Chez le patient présentant un cancer, l’état nutritionnel et l’altération de la masse musculaire (sarcopénie) sont des facteurs pronostiques importants : « plus il perd du poids et des muscles, plus il risque de subir les complications des traitements. Et plus leurs effets secondaires seront intenses », souligne le Dr Bruno Raynard, nutritionniste à l’Institut Gustave Roussy (IGR).
Toute perte de poids chez une personne traitée pour un cancer doit mener à une prise en charge spécifique, menée par un nutritionniste spécialisé en oncologie. « Pour cela, tous les moyens sont bons, la prise en charge dépend de l’importance de la perte de poids et des éventuels symptômes associés : troubles du goût, de l’odorat, douleurs dans la bouche (aphtes, mucites…), douleurs et difficultés pour avaler, troubles du transit… . Au niveau cérébral, une inhibition de l’appétit peut survenir : cela est dû à des médiateurs inflammatoires liés au cancer, qui passent la barrière hématoméningée et bloquent certains signaux qui stimulent l’appétit dans l’hypothalamus », indique le Dr Raynard.

Données:
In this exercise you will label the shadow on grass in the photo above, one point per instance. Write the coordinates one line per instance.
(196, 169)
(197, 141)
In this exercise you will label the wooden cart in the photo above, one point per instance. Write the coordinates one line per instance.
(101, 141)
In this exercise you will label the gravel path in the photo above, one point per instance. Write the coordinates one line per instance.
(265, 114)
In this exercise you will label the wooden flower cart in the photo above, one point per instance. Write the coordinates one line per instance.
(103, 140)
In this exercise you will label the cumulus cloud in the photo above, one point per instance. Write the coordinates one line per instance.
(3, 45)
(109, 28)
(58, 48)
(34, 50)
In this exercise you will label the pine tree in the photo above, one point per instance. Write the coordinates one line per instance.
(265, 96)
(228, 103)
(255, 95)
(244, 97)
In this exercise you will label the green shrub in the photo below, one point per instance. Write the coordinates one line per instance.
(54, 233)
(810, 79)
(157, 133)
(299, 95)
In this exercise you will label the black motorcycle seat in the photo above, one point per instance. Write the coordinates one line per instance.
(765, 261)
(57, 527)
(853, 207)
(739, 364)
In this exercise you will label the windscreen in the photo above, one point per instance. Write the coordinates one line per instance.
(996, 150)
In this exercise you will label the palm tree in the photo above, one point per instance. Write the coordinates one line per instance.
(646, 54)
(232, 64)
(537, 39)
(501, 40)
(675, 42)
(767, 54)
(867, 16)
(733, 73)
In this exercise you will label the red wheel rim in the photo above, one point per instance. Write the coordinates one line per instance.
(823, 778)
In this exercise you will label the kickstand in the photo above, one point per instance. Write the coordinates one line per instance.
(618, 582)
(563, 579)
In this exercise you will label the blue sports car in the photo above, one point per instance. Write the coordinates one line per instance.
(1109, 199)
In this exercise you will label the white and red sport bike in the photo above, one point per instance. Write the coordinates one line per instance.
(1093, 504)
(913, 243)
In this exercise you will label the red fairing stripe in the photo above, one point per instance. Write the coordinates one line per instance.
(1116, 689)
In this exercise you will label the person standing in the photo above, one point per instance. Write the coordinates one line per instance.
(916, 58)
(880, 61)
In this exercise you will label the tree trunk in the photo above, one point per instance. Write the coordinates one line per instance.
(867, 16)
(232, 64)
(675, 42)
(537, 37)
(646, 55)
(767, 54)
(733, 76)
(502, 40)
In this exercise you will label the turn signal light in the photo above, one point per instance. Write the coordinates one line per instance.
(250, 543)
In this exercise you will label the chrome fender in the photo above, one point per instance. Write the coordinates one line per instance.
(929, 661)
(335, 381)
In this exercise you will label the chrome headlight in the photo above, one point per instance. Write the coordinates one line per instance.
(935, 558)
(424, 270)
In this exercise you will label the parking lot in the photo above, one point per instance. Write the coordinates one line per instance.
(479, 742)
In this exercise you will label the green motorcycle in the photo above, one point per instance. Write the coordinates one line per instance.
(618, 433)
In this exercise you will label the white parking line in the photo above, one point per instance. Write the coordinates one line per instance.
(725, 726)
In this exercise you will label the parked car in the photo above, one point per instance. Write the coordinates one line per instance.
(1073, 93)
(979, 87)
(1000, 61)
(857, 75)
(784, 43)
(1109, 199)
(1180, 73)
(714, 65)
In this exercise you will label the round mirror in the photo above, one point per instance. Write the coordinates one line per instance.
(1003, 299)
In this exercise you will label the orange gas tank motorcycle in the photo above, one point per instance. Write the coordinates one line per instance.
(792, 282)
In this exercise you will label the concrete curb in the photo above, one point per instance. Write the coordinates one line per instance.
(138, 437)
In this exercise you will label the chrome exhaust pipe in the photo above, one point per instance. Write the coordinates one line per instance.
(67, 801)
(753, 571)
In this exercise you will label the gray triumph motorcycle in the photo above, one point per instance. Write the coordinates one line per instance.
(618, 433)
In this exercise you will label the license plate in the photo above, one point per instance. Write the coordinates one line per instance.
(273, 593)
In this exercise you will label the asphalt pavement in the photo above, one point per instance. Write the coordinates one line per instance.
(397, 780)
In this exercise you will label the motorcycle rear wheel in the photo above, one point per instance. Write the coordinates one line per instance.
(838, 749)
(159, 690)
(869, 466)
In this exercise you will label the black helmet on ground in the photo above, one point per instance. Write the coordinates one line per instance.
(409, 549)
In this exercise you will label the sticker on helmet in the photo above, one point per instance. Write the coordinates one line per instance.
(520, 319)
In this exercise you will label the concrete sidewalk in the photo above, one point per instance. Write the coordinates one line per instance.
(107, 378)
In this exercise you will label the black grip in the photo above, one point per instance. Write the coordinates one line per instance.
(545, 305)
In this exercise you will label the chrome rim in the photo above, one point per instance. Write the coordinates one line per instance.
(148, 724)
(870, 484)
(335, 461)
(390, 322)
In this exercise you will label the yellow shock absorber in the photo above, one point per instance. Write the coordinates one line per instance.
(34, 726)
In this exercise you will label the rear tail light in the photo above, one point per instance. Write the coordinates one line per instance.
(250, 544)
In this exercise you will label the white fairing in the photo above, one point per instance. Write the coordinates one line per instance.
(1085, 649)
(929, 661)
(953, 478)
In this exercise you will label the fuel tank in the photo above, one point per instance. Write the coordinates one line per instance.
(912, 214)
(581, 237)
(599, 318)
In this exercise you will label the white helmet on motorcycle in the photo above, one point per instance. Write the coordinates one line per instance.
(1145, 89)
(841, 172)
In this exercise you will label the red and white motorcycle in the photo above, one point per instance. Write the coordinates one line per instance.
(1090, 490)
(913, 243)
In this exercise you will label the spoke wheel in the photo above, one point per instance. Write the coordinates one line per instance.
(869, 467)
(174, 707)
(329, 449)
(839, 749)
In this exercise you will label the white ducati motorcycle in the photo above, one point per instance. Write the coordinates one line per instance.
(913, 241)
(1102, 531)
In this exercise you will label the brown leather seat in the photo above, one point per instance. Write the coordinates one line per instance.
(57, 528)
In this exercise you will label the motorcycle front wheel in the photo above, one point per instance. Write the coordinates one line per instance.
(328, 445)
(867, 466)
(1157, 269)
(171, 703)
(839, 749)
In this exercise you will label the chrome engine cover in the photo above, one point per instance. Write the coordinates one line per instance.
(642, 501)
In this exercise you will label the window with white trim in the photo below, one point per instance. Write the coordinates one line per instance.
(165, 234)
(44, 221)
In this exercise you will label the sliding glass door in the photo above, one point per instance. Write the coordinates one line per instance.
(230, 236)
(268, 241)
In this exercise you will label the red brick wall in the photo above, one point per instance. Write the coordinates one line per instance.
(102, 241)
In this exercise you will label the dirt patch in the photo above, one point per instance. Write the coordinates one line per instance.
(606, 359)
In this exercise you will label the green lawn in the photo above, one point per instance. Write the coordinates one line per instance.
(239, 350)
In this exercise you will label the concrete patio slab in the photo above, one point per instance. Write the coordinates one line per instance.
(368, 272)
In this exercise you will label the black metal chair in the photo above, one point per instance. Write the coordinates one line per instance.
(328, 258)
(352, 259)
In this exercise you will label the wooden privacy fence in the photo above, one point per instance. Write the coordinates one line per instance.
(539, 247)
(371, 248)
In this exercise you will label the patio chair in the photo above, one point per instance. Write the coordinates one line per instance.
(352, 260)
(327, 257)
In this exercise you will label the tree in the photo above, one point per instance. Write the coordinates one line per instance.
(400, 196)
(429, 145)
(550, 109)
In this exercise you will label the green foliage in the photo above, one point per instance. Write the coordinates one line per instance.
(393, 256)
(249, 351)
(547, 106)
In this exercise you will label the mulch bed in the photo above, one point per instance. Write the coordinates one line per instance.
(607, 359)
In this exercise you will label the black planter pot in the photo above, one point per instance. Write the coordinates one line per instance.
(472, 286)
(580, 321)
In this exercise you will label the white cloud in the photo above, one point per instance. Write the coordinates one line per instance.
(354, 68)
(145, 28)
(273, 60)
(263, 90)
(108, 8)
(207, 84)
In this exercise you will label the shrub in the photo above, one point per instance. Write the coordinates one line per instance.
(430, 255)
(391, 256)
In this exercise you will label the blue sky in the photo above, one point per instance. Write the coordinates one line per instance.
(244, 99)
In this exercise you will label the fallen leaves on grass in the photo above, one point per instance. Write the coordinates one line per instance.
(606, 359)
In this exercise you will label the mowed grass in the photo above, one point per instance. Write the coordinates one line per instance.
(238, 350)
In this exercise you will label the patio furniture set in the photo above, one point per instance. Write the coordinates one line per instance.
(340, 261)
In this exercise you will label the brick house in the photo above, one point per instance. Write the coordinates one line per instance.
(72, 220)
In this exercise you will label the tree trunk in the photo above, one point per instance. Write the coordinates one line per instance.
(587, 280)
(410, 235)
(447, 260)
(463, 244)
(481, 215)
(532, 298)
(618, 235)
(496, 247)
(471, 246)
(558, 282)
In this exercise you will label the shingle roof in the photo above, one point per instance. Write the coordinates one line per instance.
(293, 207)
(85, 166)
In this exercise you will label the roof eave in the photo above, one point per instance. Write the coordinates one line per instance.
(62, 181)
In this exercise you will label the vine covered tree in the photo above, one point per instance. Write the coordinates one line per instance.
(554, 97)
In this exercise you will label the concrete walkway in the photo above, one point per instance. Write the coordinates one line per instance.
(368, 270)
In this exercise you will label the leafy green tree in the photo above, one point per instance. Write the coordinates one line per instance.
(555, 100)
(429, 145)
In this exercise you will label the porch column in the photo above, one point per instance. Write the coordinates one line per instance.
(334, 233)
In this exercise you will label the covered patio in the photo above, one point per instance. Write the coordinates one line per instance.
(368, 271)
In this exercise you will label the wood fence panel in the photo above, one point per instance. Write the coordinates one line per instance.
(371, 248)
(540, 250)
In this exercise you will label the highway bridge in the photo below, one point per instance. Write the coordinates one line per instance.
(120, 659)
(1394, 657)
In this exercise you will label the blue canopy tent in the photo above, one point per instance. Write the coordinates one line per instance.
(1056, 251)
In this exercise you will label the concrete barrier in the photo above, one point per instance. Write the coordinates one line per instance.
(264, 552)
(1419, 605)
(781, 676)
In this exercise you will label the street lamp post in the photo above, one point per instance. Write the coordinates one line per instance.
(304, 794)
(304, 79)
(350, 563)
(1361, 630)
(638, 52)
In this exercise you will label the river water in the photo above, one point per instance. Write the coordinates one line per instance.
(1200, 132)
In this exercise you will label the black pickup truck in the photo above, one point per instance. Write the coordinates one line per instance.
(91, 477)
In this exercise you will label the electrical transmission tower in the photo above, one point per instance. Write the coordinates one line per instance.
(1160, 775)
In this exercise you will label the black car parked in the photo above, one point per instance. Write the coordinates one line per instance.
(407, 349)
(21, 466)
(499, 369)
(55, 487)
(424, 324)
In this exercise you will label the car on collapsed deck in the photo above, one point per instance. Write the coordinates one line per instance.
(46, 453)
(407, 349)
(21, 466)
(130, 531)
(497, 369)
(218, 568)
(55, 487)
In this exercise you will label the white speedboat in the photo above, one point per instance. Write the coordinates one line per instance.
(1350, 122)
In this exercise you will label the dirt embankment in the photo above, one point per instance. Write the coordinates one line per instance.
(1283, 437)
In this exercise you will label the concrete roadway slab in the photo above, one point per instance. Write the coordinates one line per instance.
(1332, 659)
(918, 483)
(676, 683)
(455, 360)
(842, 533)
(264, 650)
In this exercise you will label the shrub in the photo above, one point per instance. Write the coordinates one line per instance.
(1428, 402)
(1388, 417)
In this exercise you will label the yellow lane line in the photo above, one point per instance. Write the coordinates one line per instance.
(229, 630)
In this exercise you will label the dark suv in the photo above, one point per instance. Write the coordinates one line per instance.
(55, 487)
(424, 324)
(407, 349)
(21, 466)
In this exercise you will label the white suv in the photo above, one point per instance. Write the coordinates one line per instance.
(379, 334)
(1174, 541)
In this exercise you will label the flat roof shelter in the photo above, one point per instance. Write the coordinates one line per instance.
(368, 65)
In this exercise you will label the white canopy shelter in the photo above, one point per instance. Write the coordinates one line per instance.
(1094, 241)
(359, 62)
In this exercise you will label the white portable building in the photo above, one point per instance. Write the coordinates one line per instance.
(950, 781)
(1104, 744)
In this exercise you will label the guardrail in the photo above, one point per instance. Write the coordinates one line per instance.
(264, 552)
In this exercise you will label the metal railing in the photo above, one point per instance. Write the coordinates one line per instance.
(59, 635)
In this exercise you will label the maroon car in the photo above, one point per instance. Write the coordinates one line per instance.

Utiliser les informations:
a - Restituez tel quel, s'il vous plaît, le passage du texte sur la nutrition qui part des mots « Toute perte de » et s'arrête après « le Dr Raynard. ».
b - Énumérez les symptômes associés à la perte de poids que le texte sur la nutrition cite dans son énumération.
c - D'après le texte sur la nutrition, les affirmations suivantes sont-elles exactes ? Répondez par oui ou par non et citez les mots du texte qui tranchent.
(i) Le Dr Raynard exerce comme nutritionniste à l'Institut Gustave Roussy.
(ii) La prise en charge d'une perte de poids est confiée au médecin généraliste.
(iii) L'inhibition de l'appétit est due à des médiateurs inflammatoires liés au cancer.
Les données ne sont pas utiles pour ce travail.

Résultats par tâche:
a -
Toute perte de poids chez une personne traitée pour un cancer doit mener à une prise en charge spécifique, menée par un nutritionniste spécialisé en oncologie. « Pour cela, tous les moyens sont bons, la prise en charge dépend de l’importance de la perte de poids et des éventuels symptômes associés : troubles du goût, de l’odorat, douleurs dans la bouche (aphtes, mucites…), douleurs et difficultés pour avaler, troubles du transit… . Au niveau cérébral, une inhibition de l’appétit peut survenir : cela est dû à des médiateurs inflammatoires liés au cancer, qui passent la barrière hématoméningée et bloquent certains signaux qui stimulent l’appétit dans l’hypothalamus », indique le Dr Raynard.

b -
- troubles du goût
- troubles de l’odorat
- douleurs dans la bouche (aphtes, mucites…)
- douleurs et difficultés pour avaler
- troubles du transit

c -
(i) Oui : « nutritionniste à l’Institut Gustave Roussy (IGR) »
(ii) Non : « menée par un nutritionniste spécialisé en oncologie »
(iii) Oui : « cela est dû à des médiateurs inflammatoires liés au cancer »